Directions =
In the entries below, rescale the lines from the line with "Look at the photo above. Which pixel sits on the dry" up to and including the line with "pixel 770 427". Write out only those lines again in full, with each x and y pixel coordinate multiplied by 0.8 and rounded to a whole number, halves up.

Entries taken from a collection
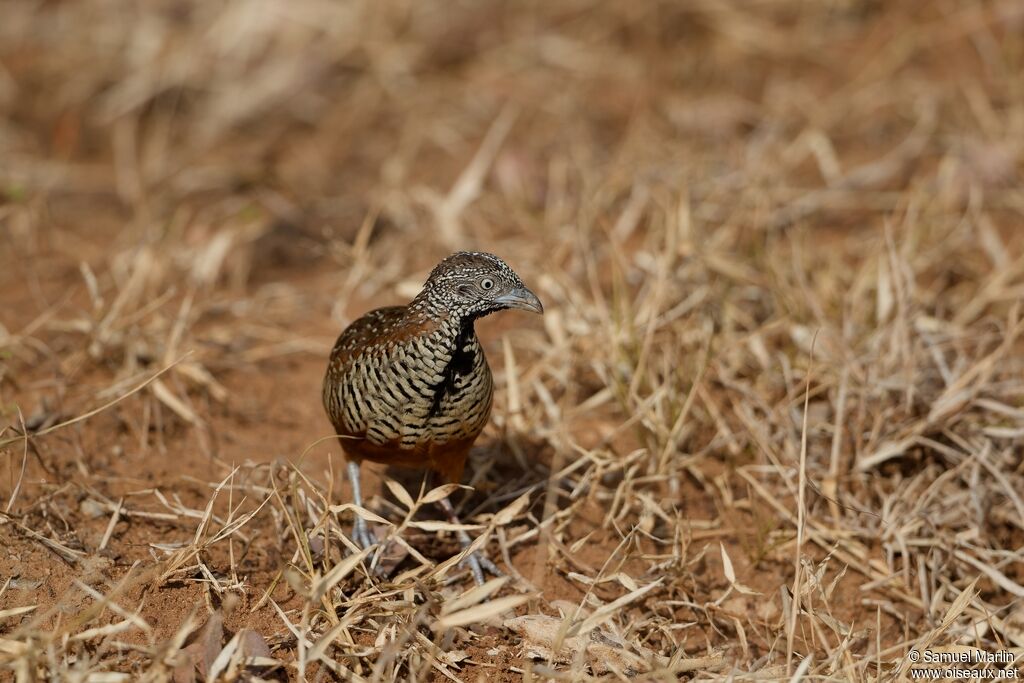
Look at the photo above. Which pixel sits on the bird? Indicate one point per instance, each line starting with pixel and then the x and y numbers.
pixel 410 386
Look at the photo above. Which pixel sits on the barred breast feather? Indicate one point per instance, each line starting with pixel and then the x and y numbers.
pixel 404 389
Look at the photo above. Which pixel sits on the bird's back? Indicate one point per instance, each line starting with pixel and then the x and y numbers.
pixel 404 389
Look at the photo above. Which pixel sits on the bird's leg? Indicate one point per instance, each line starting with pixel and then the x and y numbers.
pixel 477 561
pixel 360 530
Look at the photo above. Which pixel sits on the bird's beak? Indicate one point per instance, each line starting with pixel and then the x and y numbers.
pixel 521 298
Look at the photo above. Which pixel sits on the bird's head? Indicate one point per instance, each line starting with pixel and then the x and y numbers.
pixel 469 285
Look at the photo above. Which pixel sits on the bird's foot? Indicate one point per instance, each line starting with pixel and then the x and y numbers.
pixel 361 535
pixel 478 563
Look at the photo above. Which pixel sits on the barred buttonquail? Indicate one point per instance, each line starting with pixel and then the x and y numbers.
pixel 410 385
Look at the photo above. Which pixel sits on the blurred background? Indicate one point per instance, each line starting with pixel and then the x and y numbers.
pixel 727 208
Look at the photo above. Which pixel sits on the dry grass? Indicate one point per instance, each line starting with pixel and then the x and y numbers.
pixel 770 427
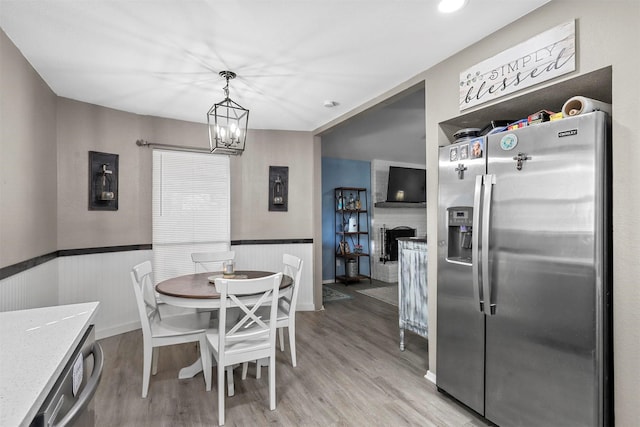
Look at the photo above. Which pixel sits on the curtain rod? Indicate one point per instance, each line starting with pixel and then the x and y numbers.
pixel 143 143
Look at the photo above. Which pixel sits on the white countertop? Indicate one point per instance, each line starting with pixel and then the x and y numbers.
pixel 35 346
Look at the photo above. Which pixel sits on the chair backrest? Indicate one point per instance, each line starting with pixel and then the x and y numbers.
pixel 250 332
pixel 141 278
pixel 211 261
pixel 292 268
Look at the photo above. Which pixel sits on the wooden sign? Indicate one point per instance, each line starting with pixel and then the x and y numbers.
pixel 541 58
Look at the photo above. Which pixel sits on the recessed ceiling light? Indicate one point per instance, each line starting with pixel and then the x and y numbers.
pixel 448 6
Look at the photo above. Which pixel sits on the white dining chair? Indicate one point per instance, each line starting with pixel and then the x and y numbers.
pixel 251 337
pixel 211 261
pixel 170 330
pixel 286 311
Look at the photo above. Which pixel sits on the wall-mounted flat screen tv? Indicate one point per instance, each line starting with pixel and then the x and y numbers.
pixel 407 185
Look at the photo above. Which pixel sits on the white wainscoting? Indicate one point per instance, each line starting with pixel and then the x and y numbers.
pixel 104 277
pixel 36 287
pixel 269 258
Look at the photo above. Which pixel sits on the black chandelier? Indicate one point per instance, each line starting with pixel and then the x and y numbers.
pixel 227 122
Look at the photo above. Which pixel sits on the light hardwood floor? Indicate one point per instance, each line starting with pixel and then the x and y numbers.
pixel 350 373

Written response =
Look at the photo above. Which pixel sits on the dry grass? Indicate one point per instance, each line starting with pixel and then the x and y numbers.
pixel 616 342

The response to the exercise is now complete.